PROMPT A -> Name each adverse consequence of inadequate hormones that the hypothyroidism passage below lists by name.
PROMPT B -> Please pick up the hypothyroidism passage below after its last sentence and keep writing.

SUPPLIED PASSAGE ->
Hypothyroidism is a common disorder which affects about 3% to 5% of the total population.
Women have been found to be more susceptible to hypothyroidism than men. Hypothyroidism is a condition where the thyroid gland produces insufficient hormones than is required by your body.
Since hormones play a very important role in our overall well-being, the absence of adequate hormones may lead to a number of adverse consequences like stunted growth, loss of sex drive, loss of memory, and many other physical and mental problems. Identifying the symptoms for hypothyroidism is never an easy task, and what makes it specifically difficult is that in the beginning, the symptoms for hypothyroidism are difficult to detect. Also, these symptoms tend to be very similar with those of other diseases.
The following are the common symptoms for hypothyroidism:
1. Physical Symptoms
Loss of memory: You may tend to forget simple things in your daily activities. However, if the problem gets worse, you can experience loss of memory when it comes to just about anything.

DATA BELOW ->
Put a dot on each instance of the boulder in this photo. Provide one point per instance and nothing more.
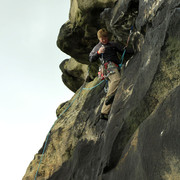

WRITTEN RESPONSE A -> Stunted growth, loss of sex drive, and loss of memory.

WRITTEN RESPONSE B ->
Weight problems: You may become obese or may lose weight despite leading a healthy lifestyle. If the problem is left unattended, the symptom may soon assume scary proportions.
Hair fall: You may start to lose hair drastically if the release of hormones is less than adequate. Also, your hair may tend to become dry and coarse.
Skin problems: Your skin may become unusually dry and flaky. You may also develop an itching problem.
Menstrual problems: You may tend to have irregular menstrual cycles, and they may become heavy and may go on for an unusually long time.
Problem in conceiving: Women may find it really difficult to conceive if the release of hormones is inadequate. Conception problems are among the most common symptoms for hypothyroidism.
Energy loss: You may tend to feel sapped of energy most of the time, even if you have been leading a healthy lifestyle. Loss of energy is one of the most glaring symptoms of hypothyroidism.
Other symptoms: Other symptoms may include a feeling of vertigo, sinus infections, a ringing sensation in the ears (also known as tinnitus), and menstrual cramps.
2. Mental symptoms
Mood swings: You may tend to experience extreme mood swings in the simplest of situations. Over time, this may become worse.
Depression: Hormonal problems can make one a social recluse due to depression. One may not want to work or socialize at all, and severe hypothyroidism can even make an individual lose all interest in life.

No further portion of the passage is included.